** Begin **

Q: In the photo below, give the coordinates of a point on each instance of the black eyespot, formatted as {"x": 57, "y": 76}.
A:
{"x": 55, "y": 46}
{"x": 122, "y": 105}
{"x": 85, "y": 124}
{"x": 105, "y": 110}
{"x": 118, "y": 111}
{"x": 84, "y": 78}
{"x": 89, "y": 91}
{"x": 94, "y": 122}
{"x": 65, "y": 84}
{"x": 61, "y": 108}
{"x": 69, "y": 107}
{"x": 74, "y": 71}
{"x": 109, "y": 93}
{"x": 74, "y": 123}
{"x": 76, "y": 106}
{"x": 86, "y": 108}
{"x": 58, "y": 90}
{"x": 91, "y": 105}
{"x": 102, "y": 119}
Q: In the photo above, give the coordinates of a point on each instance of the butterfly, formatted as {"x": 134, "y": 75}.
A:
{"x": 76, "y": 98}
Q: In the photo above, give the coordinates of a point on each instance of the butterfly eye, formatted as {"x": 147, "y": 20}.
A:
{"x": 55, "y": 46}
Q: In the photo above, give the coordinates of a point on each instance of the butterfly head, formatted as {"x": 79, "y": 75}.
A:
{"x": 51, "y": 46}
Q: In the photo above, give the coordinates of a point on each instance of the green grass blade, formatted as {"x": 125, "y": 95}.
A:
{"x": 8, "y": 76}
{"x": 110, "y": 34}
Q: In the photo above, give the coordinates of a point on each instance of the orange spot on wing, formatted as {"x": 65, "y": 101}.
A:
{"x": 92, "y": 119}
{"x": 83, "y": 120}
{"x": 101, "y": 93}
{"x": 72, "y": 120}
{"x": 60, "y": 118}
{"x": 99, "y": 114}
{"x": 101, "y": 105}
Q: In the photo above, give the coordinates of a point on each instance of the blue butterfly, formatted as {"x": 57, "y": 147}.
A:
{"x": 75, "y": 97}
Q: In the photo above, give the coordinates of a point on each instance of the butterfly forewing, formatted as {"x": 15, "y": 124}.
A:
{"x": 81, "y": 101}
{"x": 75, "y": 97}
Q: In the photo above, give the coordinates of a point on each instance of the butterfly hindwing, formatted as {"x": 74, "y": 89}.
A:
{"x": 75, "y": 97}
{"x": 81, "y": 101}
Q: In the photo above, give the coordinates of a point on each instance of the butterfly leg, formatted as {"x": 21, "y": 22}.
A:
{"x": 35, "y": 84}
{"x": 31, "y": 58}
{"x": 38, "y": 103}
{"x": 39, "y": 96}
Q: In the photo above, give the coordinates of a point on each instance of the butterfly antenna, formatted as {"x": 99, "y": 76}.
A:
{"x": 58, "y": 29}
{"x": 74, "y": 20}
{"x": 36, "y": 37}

** End **

EXERCISE: Rewrite the records from the line containing "of the blue" through the end of the records, replacing "instance" with "occurrence" and keeping everything else unchanged.

RESPONSE TO THIS TASK:
Q: In the photo above, give the coordinates of a point on each occurrence of the blue butterfly, formatted as {"x": 57, "y": 147}.
A:
{"x": 75, "y": 97}
Q: In the photo above, give the coordinates of a point on each occurrence of the butterfly forewing, formatted as {"x": 15, "y": 124}.
A:
{"x": 81, "y": 101}
{"x": 75, "y": 97}
Q: In the photo above, give the coordinates of a point on each occurrence of the butterfly hindwing, formatted as {"x": 74, "y": 89}.
A:
{"x": 75, "y": 97}
{"x": 81, "y": 101}
Q: In the photo above, give the coordinates of a point on each occurrence of the butterfly leg, formatted as {"x": 21, "y": 22}.
A:
{"x": 35, "y": 84}
{"x": 31, "y": 58}
{"x": 38, "y": 103}
{"x": 39, "y": 96}
Q: In the photo above, give the coordinates of a point on each occurrence of the butterfly antenna, formatted as {"x": 99, "y": 76}.
A:
{"x": 58, "y": 29}
{"x": 74, "y": 20}
{"x": 36, "y": 37}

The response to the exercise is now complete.